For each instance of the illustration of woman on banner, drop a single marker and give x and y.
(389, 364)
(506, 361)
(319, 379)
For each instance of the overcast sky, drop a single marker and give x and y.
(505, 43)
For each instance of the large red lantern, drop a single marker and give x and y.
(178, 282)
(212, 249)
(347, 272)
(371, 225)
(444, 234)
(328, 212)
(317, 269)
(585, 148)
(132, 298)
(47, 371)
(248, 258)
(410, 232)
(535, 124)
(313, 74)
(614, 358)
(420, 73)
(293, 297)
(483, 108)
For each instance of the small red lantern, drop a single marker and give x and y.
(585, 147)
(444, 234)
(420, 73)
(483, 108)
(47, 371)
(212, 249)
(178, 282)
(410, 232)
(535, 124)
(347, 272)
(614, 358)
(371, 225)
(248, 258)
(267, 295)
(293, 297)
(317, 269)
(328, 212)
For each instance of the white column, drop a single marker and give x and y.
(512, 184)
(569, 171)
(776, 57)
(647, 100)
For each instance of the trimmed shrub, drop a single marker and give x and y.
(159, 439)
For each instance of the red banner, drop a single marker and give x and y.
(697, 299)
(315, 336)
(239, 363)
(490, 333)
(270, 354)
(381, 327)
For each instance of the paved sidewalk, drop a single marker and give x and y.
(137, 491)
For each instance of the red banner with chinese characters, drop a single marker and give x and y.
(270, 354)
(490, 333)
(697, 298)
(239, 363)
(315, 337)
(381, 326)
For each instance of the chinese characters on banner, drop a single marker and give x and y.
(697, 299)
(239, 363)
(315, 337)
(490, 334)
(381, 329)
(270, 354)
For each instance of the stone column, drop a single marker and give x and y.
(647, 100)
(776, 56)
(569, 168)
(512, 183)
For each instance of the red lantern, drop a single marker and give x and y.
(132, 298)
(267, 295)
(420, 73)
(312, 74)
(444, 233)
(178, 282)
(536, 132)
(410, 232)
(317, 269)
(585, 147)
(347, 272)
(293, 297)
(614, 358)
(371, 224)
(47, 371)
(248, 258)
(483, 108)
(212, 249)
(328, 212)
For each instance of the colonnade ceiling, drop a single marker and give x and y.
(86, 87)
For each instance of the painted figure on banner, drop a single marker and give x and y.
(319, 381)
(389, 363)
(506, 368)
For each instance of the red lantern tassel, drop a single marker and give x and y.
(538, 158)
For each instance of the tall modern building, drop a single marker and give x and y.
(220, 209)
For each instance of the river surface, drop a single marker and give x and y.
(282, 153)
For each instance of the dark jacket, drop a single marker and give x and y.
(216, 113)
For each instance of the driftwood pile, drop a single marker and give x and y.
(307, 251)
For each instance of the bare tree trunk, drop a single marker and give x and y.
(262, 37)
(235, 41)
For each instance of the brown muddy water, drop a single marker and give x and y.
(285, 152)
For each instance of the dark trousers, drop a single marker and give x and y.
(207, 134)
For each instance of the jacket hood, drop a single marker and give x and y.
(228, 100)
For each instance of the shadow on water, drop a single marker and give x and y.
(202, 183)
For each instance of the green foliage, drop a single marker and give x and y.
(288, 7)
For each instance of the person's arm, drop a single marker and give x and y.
-*-
### TASK INSTRUCTIONS
The entire set of records should be returned exactly.

### WRITTEN RESPONSE
For each instance of the illustration of woman on banner, drop a single marker and give x and y.
(389, 364)
(506, 361)
(319, 379)
For each instance of the overcast sky, drop a single marker and give x and y.
(505, 43)
For each instance of the large red lantern, drop a single marker and give x and y.
(178, 282)
(212, 249)
(347, 272)
(371, 225)
(444, 234)
(328, 212)
(317, 269)
(585, 148)
(132, 298)
(47, 371)
(248, 258)
(410, 232)
(535, 124)
(313, 74)
(614, 358)
(420, 73)
(293, 297)
(483, 108)
For each instance of the small red lantern, drop a single marker and give x and y.
(585, 147)
(444, 234)
(420, 73)
(483, 108)
(47, 371)
(212, 249)
(178, 282)
(410, 232)
(535, 124)
(347, 272)
(614, 358)
(371, 225)
(248, 258)
(267, 295)
(293, 297)
(317, 269)
(328, 212)
For each instance of the white column, drop a single marker and give x and y.
(512, 184)
(569, 171)
(776, 57)
(647, 100)
For each instance of the trimmed shrub, drop a single marker and give x and y.
(159, 439)
For each instance of the red banner, drop a single marker and give x and y.
(697, 299)
(315, 336)
(239, 363)
(490, 333)
(270, 354)
(381, 327)
For each instance of the paved sidewalk, drop a single marker and give x and y.
(137, 491)
For each instance of the red banner with chinese characters, drop a single marker and give x and y.
(270, 354)
(490, 333)
(697, 298)
(239, 363)
(315, 337)
(381, 326)
For each instance of the chinese characters on banner, drop a single marker and give x and y.
(697, 299)
(239, 363)
(315, 337)
(490, 334)
(381, 329)
(270, 354)
For each instance of the stone column, drop a single marker and give x and y.
(647, 100)
(776, 56)
(569, 168)
(512, 183)
For each instance of the red lantern, drop a single marker and give x and y.
(132, 298)
(267, 295)
(420, 73)
(312, 74)
(444, 233)
(178, 282)
(536, 132)
(410, 232)
(317, 269)
(585, 147)
(347, 272)
(293, 297)
(614, 358)
(371, 224)
(47, 371)
(248, 258)
(483, 108)
(212, 249)
(328, 212)
For each instance of the colonnade ceiling, drop a single marker and give x and y.
(86, 87)
For each instance of the painted figure on banner, drop a single marker and give x and y.
(319, 381)
(389, 363)
(506, 368)
For each instance of the red lantern tassel, drop a single marker and give x and y.
(538, 158)
For each instance of the tall modern building, drop a single marker and give x and y.
(220, 209)
For each instance of the river surface, drop a single marker and give x and y.
(282, 153)
For each instance of the dark jacket, drop a single marker and give x and y.
(216, 113)
For each instance of the driftwood pile, drop a single marker and give x and y.
(307, 251)
For each instance of the bare tree trunk, drop a single marker and give x and y.
(262, 37)
(235, 41)
For each instance of the brown muddy water, drop a single marker and give x and y.
(285, 152)
For each instance of the dark trousers, drop a single marker and give x and y.
(207, 134)
For each instance of the jacket hood, drop a single marker and give x and y.
(228, 100)
For each instance of the shadow on water, drop a single marker and give x and y.
(202, 183)
For each instance of the green foliage, drop a single marker and give x and y.
(288, 7)
For each instance of the person's arm, drop a single marker and give x and y.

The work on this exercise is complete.